■ PROMPT ■
Please return every line below that contains the string "neck".

■ STORED DATA ■

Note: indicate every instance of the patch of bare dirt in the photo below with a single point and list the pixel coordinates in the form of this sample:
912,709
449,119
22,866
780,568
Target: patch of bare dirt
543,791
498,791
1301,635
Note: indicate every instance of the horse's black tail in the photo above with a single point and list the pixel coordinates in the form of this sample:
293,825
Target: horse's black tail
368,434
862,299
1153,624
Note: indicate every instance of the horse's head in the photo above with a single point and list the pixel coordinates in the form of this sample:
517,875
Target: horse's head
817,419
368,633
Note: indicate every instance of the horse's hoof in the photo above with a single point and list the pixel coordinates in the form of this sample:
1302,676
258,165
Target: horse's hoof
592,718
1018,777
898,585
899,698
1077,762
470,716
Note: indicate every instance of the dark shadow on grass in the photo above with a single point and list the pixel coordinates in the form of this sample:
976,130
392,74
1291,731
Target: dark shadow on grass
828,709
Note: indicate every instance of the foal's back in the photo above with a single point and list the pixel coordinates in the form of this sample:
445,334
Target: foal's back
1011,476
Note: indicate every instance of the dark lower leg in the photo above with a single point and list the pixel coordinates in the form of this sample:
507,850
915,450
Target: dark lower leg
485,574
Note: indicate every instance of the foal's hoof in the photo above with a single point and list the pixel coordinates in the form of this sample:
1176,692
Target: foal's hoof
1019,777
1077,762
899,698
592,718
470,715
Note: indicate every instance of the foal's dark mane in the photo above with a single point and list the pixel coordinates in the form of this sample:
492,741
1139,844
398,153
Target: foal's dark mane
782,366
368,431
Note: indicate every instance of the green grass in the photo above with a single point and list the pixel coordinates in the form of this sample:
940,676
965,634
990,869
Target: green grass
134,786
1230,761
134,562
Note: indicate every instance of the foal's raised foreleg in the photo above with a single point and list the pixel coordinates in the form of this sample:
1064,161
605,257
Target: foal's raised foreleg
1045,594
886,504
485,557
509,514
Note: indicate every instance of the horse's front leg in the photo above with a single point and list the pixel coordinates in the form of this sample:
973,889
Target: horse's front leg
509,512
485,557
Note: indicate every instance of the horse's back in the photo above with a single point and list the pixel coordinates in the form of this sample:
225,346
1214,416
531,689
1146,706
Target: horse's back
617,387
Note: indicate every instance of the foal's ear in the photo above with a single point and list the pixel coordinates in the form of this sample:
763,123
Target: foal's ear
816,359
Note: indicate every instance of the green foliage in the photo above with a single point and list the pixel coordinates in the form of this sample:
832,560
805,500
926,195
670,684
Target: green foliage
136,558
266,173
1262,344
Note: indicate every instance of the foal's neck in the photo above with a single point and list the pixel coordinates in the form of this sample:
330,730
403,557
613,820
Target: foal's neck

■ REPLY ■
Note: indicate every instance of the foal's neck in the photo above with a single point and list the pixel coordinates in the form of this sample:
Target: foal's neck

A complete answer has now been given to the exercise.